Aunque las tiendas no eran muy grandes nos la asignaron a los cinco lobeznos de la manada: un chico nervioso y muy callado que ingresó unos días atrás, el pelirrojo con gafas en representación del mundo tonto, el gordo tartamudo que era como la Santísima Trinidad, tenía la capacidad de estar en varios sitios a la vez, otro chico con gafas y el pelo rizado, que es todo lo que recuerdo de él y yo mismo, el pringadillo del grupo.
Como es lógico deducir, no cenamos, a esas horas ya no daba tiempo a preparar nada y como se suponía que con el bocadillo de pan duro que nos dieron a la una de la tarde nos habíamos quedado bien, pues eso, que nos mandaron a la tienda sin cenar. No sé si lo peor fue el hambre o las dichosas piedras que se clavaban con saña en la espalda. Tardé mucho en poder dormir y recuerdo que soñé que me convertía en un monstruo comepiedras y que me daba un festín con lo que había bajo la tienda.
Entre unas cosas y otras nos dormimos tarde y justo cuando estábamos en lo mejor del sueño (fue genial lo del comepiedras), aún no había amanecido, nos despertaron a toque de corneta. ¡Genial! ¡No eran ni las seis! Intentamos hacernos los remolones, igual no se daban cuenta, pero un minuto después vino Baguera a sacarnos de la tienda a empellones, nos conminó a ponernos ropa deportiva y estar listos en menos de un minuto, bajo amenaza de no desayunar, lo que hizo nos vistiésemos ipso facto, especialmente el gordo tartamudo. Es complicado lo de vestirse en una tienda saturada, pisando piedras, a oscuras y con el suelo ¿mojado? Sí, el suelo de la tienda estaba empapado, al igual que los sacos, pero de eso ya os hablaré más adelante.
Pese a estar muertos de hambre, somnolientos, doloridos, mojados y cansados, nos tocó hacer una tabla completa de gimnasia, lo que equivalía a media hora corriendo y otra media hora de ejercicios varios. Recuerdo que mientras corría tuve algunas alucinaciones, podía ver escapando entre las piedras montones de magdalenas y suizos. Cuando al fin terminamos y pese a que lo único en lo que pensábamos ya era en desayunar, nos hicieron ir a la tienda y extender los sacos sobre la misma a fin de que se ventilasen. En nuestro caso nos vino bien porque quizás así se secasen.

◆ Sección de datos

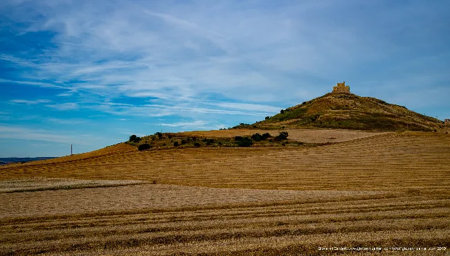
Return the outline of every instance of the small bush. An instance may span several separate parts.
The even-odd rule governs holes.
[[[280,133],[280,134],[278,136],[275,137],[275,138],[277,140],[287,140],[288,136],[289,135],[287,134],[287,131],[282,131]]]
[[[250,147],[253,144],[253,142],[249,137],[243,137],[242,140],[237,140],[236,144],[239,147]]]
[[[262,140],[262,138],[261,136],[261,134],[256,133],[251,136],[251,139],[255,141],[260,141],[261,140]]]
[[[150,147],[152,147],[152,146],[150,146],[150,144],[147,144],[147,143],[145,143],[145,144],[141,144],[141,145],[140,145],[139,147],[138,147],[138,149],[139,151],[143,151],[143,150],[150,149]]]
[[[267,138],[271,138],[271,137],[272,137],[272,136],[270,135],[270,134],[268,133],[268,132],[267,132],[265,134],[262,134],[262,135],[261,135],[261,139],[262,139],[262,140],[265,140]]]
[[[141,141],[141,137],[138,137],[136,135],[133,134],[129,136],[129,141],[138,143],[139,141]]]

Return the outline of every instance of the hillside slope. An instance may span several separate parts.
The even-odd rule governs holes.
[[[261,129],[285,127],[430,131],[440,123],[435,118],[374,98],[352,93],[327,93],[282,110],[253,125]]]

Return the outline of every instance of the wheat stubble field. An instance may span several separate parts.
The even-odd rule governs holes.
[[[3,166],[0,179],[5,255],[449,253],[448,134],[141,152],[120,144]],[[39,189],[18,188],[30,183]]]

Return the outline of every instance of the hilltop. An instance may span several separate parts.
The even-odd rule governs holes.
[[[338,83],[333,93],[282,109],[280,113],[253,125],[241,127],[431,131],[441,125],[442,121],[405,107],[351,93],[348,86]]]

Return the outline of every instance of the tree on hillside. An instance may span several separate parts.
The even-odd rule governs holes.
[[[129,141],[132,141],[134,143],[138,143],[141,141],[141,137],[138,137],[136,135],[133,134],[131,136],[129,136]]]

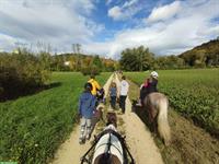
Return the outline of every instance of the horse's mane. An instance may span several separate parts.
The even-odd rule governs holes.
[[[107,115],[106,115],[106,120],[107,120],[106,126],[114,125],[114,127],[117,128],[117,117],[116,117],[115,113],[108,112]]]

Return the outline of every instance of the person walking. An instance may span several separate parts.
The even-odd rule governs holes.
[[[116,96],[117,96],[117,87],[116,87],[115,82],[112,82],[112,84],[111,84],[110,96],[111,96],[111,107],[113,109],[115,109],[116,108]]]
[[[81,131],[79,137],[79,143],[85,142],[91,137],[91,120],[93,113],[95,110],[96,97],[91,94],[92,85],[91,83],[85,83],[84,91],[79,99],[79,116],[81,118]]]
[[[119,92],[119,107],[122,108],[122,113],[125,114],[126,110],[126,97],[128,94],[129,84],[126,81],[126,77],[122,77],[120,82],[120,92]]]
[[[101,85],[95,80],[95,75],[91,74],[90,80],[88,81],[88,83],[91,83],[91,85],[92,85],[92,90],[91,90],[92,95],[96,96],[97,90],[101,90]]]
[[[158,92],[157,85],[158,85],[158,72],[152,71],[150,73],[150,77],[145,81],[143,84],[140,86],[140,97],[137,106],[142,106],[145,98],[153,92]]]

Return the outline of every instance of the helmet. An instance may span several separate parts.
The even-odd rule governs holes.
[[[152,71],[152,72],[151,72],[151,77],[158,79],[158,77],[159,77],[159,75],[158,75],[158,72]]]
[[[85,83],[84,89],[91,91],[92,90],[92,84],[91,83]]]

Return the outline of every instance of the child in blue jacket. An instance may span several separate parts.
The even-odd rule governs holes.
[[[84,91],[79,99],[79,115],[81,117],[81,132],[79,143],[85,142],[91,137],[91,119],[95,110],[96,98],[91,94],[91,83],[85,83]]]

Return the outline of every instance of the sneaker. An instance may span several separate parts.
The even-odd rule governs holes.
[[[141,103],[137,103],[136,106],[142,106]]]
[[[91,134],[87,134],[85,139],[90,140],[90,138],[91,138]]]
[[[79,139],[79,144],[85,143],[85,139]]]

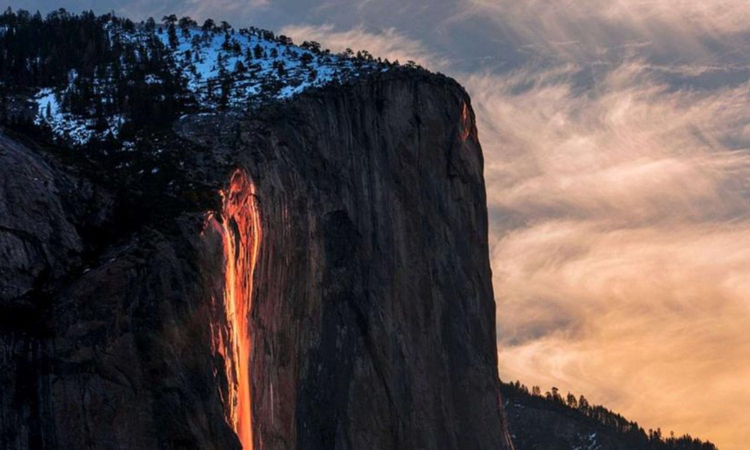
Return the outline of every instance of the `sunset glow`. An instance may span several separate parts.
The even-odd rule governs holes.
[[[222,220],[215,223],[224,242],[225,320],[230,341],[219,341],[216,346],[225,361],[229,418],[242,448],[248,449],[253,448],[250,314],[261,239],[260,215],[255,187],[244,172],[236,172],[230,186],[220,194]]]

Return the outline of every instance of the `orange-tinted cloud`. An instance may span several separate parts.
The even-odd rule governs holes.
[[[676,76],[727,68],[656,64],[632,43],[638,51],[597,62],[592,47],[570,51],[578,32],[596,41],[596,27],[576,31],[551,13],[530,16],[529,7],[543,3],[511,10],[519,28],[536,23],[533,45],[542,45],[540,36],[558,39],[548,47],[556,62],[452,74],[472,94],[485,153],[501,376],[584,393],[646,428],[743,448],[750,84],[676,86]],[[578,19],[588,4],[566,4],[574,10],[558,13]],[[713,7],[670,22],[666,10],[648,6],[612,2],[608,15],[592,14],[602,24],[629,21],[649,39],[658,38],[655,23],[689,34],[691,20],[712,17],[686,40],[698,52],[706,33],[740,26]],[[395,30],[285,32],[450,73],[450,61],[430,63],[424,44]]]

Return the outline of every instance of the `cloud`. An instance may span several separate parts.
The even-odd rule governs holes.
[[[501,376],[740,448],[750,84],[676,88],[635,58],[582,85],[586,69],[461,77],[485,153]]]
[[[748,31],[744,0],[464,0],[454,20],[481,17],[515,35],[518,48],[568,60],[650,47],[651,56],[714,59]],[[746,38],[746,36],[745,37]],[[746,40],[745,41],[746,44]],[[715,54],[709,56],[707,50]]]

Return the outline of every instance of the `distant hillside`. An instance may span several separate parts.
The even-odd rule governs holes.
[[[516,381],[502,383],[501,392],[516,450],[717,450],[689,434],[646,431],[583,395],[563,397],[556,388],[542,394]]]

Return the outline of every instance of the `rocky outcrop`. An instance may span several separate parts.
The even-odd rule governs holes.
[[[0,200],[26,214],[2,217],[0,315],[32,311],[0,330],[0,444],[239,447],[226,272],[247,265],[226,259],[254,246],[225,250],[260,227],[238,290],[252,285],[256,448],[510,447],[482,157],[460,86],[397,72],[175,131],[205,149],[188,160],[196,181],[252,184],[257,225],[217,197],[209,216],[106,235],[116,196],[0,142],[35,171],[10,171],[17,196]]]

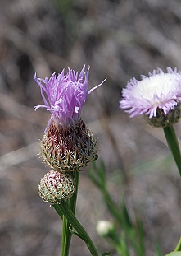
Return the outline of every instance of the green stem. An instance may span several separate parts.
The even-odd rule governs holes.
[[[53,205],[55,207],[55,205]],[[75,230],[79,233],[79,235],[84,238],[84,240],[89,249],[91,254],[93,256],[98,256],[98,253],[91,240],[89,235],[87,234],[82,225],[79,223],[79,221],[77,220],[77,218],[75,216],[74,213],[72,212],[70,207],[69,203],[62,202],[59,205],[57,205],[55,207],[56,211],[61,212],[67,219],[69,223],[72,225],[72,226],[75,228]]]
[[[167,143],[171,150],[175,163],[181,175],[181,155],[179,145],[173,126],[164,128],[164,133]]]
[[[174,249],[174,252],[180,252],[181,251],[181,237],[180,237],[180,240]]]
[[[77,202],[77,193],[78,193],[78,185],[79,185],[79,171],[74,171],[71,173],[72,177],[75,180],[75,193],[70,199],[70,202],[66,202],[66,203],[70,202],[70,209],[72,212],[75,214],[76,202]],[[70,245],[72,233],[69,230],[70,223],[67,221],[66,217],[63,216],[63,224],[62,224],[62,243],[61,243],[61,256],[68,256],[69,255],[69,248]]]
[[[70,248],[70,240],[71,240],[71,233],[69,230],[69,226],[70,224],[67,219],[63,215],[61,256],[69,255],[69,248]]]

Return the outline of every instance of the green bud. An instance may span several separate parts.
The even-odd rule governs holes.
[[[41,179],[38,189],[43,201],[60,204],[73,196],[75,181],[69,174],[52,170]]]

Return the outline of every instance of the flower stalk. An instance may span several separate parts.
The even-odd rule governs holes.
[[[73,226],[73,228],[78,232],[79,237],[81,237],[84,240],[88,249],[89,249],[93,256],[98,256],[98,252],[95,248],[91,238],[87,234],[82,225],[77,220],[74,213],[72,212],[70,207],[67,202],[61,203],[59,205],[53,205],[53,207],[57,212],[60,215],[64,215],[68,222]]]
[[[71,173],[71,176],[75,180],[75,192],[72,198],[69,200],[70,207],[75,214],[76,202],[77,202],[77,193],[79,185],[79,171],[74,171]],[[61,256],[69,255],[69,248],[70,245],[72,232],[70,231],[70,222],[67,221],[65,215],[63,215],[63,223],[62,223],[62,243],[61,243]]]
[[[174,127],[168,126],[164,128],[164,133],[181,175],[181,154]]]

◆ Ejercicio breve
En el relato del campamento, ¿qué les hicieron hacer con los sacos al terminar la gimnasia?

◆ Respuesta
Extenderlos sobre la tienda para que se ventilasen.